▶ **WRITTEN TASK**
Render the following material again verbatim, leaving nothing out.

▶ **AVAILABLE RECORDS**
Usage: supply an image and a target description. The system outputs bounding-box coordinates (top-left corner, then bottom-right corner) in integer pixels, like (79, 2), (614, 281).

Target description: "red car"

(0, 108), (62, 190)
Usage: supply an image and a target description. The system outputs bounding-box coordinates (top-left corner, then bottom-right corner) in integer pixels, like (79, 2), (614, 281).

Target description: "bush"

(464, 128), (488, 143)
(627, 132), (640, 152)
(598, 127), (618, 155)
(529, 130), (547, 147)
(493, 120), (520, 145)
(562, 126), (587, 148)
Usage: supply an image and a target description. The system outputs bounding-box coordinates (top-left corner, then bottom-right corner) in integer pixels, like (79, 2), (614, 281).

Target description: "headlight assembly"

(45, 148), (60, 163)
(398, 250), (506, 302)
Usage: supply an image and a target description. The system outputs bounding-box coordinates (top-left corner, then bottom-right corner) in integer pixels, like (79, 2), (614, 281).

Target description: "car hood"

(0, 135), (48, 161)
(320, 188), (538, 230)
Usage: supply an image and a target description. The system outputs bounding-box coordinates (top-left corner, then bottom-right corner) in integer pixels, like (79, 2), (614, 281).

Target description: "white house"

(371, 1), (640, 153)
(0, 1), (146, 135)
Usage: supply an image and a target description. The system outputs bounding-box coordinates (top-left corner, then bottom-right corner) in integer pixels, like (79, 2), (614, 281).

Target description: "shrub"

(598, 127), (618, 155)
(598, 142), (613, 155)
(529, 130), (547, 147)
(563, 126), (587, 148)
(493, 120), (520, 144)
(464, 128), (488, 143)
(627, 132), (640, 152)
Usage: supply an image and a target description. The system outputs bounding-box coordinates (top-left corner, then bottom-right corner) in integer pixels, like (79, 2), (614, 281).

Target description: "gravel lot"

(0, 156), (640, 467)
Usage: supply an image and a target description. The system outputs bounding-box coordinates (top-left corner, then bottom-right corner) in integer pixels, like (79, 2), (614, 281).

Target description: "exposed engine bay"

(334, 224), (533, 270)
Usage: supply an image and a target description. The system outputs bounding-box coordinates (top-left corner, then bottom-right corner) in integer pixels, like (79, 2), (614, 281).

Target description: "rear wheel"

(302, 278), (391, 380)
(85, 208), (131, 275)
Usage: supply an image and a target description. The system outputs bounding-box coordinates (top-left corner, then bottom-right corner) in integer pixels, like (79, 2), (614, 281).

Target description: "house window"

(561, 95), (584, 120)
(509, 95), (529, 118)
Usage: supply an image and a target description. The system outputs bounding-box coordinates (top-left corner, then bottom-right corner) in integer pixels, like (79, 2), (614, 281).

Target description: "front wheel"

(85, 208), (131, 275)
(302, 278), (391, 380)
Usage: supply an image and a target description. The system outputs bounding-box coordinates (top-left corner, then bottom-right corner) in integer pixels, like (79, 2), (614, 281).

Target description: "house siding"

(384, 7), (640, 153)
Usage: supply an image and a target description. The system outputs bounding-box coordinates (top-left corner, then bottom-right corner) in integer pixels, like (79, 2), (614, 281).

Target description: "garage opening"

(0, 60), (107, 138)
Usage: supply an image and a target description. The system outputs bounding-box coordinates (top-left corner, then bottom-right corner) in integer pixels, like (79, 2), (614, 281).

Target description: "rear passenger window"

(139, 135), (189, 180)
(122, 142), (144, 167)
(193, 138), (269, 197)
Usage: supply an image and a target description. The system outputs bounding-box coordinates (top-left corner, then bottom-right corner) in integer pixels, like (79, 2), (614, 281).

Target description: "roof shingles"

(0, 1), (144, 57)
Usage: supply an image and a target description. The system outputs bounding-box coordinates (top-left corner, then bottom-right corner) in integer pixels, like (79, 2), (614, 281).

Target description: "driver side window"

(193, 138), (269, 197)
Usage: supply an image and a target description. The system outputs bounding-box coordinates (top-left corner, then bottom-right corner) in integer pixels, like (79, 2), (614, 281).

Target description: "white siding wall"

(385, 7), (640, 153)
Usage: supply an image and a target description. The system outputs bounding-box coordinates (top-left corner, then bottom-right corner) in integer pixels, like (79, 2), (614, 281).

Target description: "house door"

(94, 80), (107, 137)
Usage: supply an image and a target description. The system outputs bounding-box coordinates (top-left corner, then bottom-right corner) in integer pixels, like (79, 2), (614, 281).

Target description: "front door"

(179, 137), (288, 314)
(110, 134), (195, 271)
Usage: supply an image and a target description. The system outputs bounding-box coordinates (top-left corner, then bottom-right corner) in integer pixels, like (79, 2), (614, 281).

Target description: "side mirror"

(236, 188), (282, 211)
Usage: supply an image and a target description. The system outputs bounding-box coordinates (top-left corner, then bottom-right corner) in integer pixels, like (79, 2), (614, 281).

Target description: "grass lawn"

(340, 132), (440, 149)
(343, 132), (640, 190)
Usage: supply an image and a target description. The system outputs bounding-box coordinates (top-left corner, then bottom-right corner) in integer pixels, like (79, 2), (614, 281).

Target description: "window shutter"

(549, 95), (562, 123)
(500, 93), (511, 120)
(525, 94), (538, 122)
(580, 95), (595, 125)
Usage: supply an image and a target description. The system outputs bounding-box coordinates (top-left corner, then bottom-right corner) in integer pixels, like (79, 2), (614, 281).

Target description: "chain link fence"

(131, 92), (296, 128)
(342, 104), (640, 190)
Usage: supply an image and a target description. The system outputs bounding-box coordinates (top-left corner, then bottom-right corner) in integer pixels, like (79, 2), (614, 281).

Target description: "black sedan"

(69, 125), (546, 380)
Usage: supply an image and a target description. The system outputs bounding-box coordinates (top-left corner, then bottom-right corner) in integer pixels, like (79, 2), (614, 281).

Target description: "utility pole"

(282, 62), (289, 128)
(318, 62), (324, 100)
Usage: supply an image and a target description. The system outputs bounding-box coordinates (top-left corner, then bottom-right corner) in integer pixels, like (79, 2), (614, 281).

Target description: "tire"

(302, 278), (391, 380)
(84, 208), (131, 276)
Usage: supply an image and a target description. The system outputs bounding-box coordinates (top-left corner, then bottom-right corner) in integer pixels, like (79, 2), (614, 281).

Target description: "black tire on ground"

▶ **EXPECTED ANSWER**
Usage: supply an image and a target description. The system outputs bounding-box coordinates (top-left corner, then bottom-right corner) in integer pixels, like (79, 2), (614, 281).

Target description: "red car"

(0, 108), (62, 190)
Usage: supply an image and a target description. The system outputs bounding-box coordinates (top-left corner, then bottom-right corner) in integer pixels, like (79, 2), (614, 281).

Target description: "bush"

(464, 128), (488, 143)
(627, 132), (640, 152)
(598, 127), (618, 155)
(529, 130), (547, 147)
(493, 120), (520, 145)
(562, 126), (587, 148)
Usage: supply an image and a target description. The system outputs bounding-box coordinates (top-left corner, then bottom-right corner) in integer pixels, like (79, 2), (614, 281).

Target description: "headlight assembly"

(45, 148), (60, 163)
(398, 250), (506, 302)
Usage: supply an image and a target description. The system outputs bounding-box coordinates (top-left corner, then bottom-right corner) in integer pixels, like (79, 2), (614, 281).

Target description: "car hood"

(0, 135), (48, 161)
(320, 188), (538, 230)
Usage: supply an image and a target description. The system outputs bounding-box coordinates (top-left corner, then bottom-right corner) in integer pixels, like (79, 2), (614, 281).

Target description: "white house"

(371, 1), (640, 153)
(0, 1), (146, 135)
Usage: supply an image and a target description. The system outputs bounding-box coordinates (top-left corner, then bottom-right corner) in integer pixels, like (79, 2), (614, 281).

Target description: "shrub"

(598, 127), (618, 155)
(598, 142), (613, 155)
(529, 130), (547, 147)
(563, 126), (587, 148)
(493, 120), (520, 144)
(464, 128), (488, 143)
(627, 132), (640, 152)
Usage: supply an image and a target description. The system outputs bounding-box coordinates (top-left corner, then bottom-right corner) in integer pixels, like (79, 2), (614, 281).

Target description: "gravel lot"

(0, 156), (640, 467)
Usage: supply an image and a target description. The system outputs bounding-box coordinates (top-left corner, then bottom-right corner) in integer pixels, like (79, 2), (614, 281).

Target description: "exposed engine bay"

(334, 224), (533, 270)
Usage: supply an image and a target description. The system outputs bounding-box coordinates (top-left corner, then bottom-right corner) in integer pixels, like (79, 2), (614, 281).

Target description: "rear wheel"

(302, 278), (391, 380)
(85, 208), (131, 275)
Usage: supply an image and a target description. The system outputs bounding-box coordinates (top-left corner, then bottom-right corner) in integer pixels, like (79, 2), (614, 281).

Target description: "house window"

(561, 95), (584, 120)
(509, 95), (529, 118)
Usage: supply an image and a target description. The system outputs bounding-box coordinates (top-left corner, then bottom-right corner) in integer pixels, like (79, 2), (614, 281).

Target description: "front wheel"

(85, 208), (131, 275)
(302, 278), (391, 380)
Usage: supply an image and a target description. The system outputs bounding-box coordinates (top-left corner, then bottom-right corner) in integer pixels, like (79, 2), (614, 281).

Target description: "house siding"

(384, 7), (640, 153)
Usage: supply an image and a target description. The system outputs bounding-box coordinates (top-left corner, then bottom-right corner) in integer pixels, like (79, 2), (614, 281).

Target description: "garage opening"

(0, 60), (107, 138)
Usage: supply an image and a target description. The system outputs bounding-box coordinates (top-left corner, then bottom-right corner) in integer pixels, like (79, 2), (614, 281).

Target description: "rear passenger window"

(139, 135), (189, 180)
(122, 142), (144, 167)
(193, 138), (269, 197)
Usage: supply an image and a target description. The system outputs bounding-box coordinates (top-left corner, then bottom-right corner) in integer pixels, like (79, 2), (614, 281).

Target description: "roof shingles"

(0, 1), (144, 57)
Usage: supply an image and a target description. The system outputs bounding-box coordinates (top-left corner, then bottom-right corner) in integer pixels, like (79, 2), (614, 281).

Target description: "driver side window"

(193, 138), (269, 197)
Usage: supply an image and a target description. The system outputs bounding-box coordinates (top-left corner, then bottom-right corner) in integer pixels, like (79, 2), (614, 281).

Target description: "white siding wall"

(385, 7), (640, 153)
Usage: supply an image and a target description. The system outputs bounding-box coordinates (top-left corner, then bottom-right corner) in integer pixels, like (79, 2), (614, 281).

Target description: "house door"

(94, 80), (107, 137)
Usage: supply an image and a target description. The system outputs bounding-box coordinates (top-left corner, then bottom-right corner) in integer pixels, like (79, 2), (614, 281).

Target description: "front door"

(179, 137), (288, 314)
(110, 134), (195, 271)
Usage: supply an image and a target description. The system outputs bounding-box coordinates (top-left corner, then bottom-right corner) in integer pixels, like (79, 2), (614, 281).

Target description: "side mirror"

(236, 188), (282, 211)
Usage: supply an image and a target description. The system outputs bounding-box coordinates (top-left corner, then bottom-right corner) in integer pixels, like (79, 2), (614, 281).

Target description: "grass lawn"

(340, 132), (440, 149)
(343, 132), (640, 190)
Usage: supply an image and a target description. The system outputs bounding-box coordinates (top-left corner, then bottom-right corner) in integer pixels, like (79, 2), (614, 281).

Target description: "window shutter"

(549, 95), (562, 123)
(500, 93), (511, 120)
(525, 94), (538, 122)
(580, 95), (595, 125)
Usage: supply an image and a target description. The system outputs bounding-box coordinates (top-left corner, then bottom-right corner) in integer pixels, like (79, 2), (614, 281).

Target description: "chain link fence"

(131, 92), (296, 128)
(342, 104), (640, 190)
Usage: supply an image and a target description. The system outputs bounding-box coordinates (top-left corner, then bottom-right corner) in integer pixels, like (79, 2), (614, 281).

Target description: "black sedan"

(69, 125), (546, 380)
Usage: supply an image and a target description. The system outputs bounding-box coordinates (top-left corner, then bottom-right corner) in integer pixels, like (79, 2), (614, 281).

Target description: "utility pole"

(282, 62), (289, 128)
(318, 62), (324, 100)
Usage: supply an image and a target description. The system outputs bounding-box coordinates (top-left corner, then bottom-right corner) in integer pixels, like (79, 2), (614, 281).

Target description: "tire"

(302, 278), (391, 380)
(84, 208), (131, 276)
Usage: supply an image and a target description. The system outputs bounding-box coordinates (top-left corner, then bottom-right corner) in integer pixels, like (79, 2), (614, 281).

Target description: "black tire on ground"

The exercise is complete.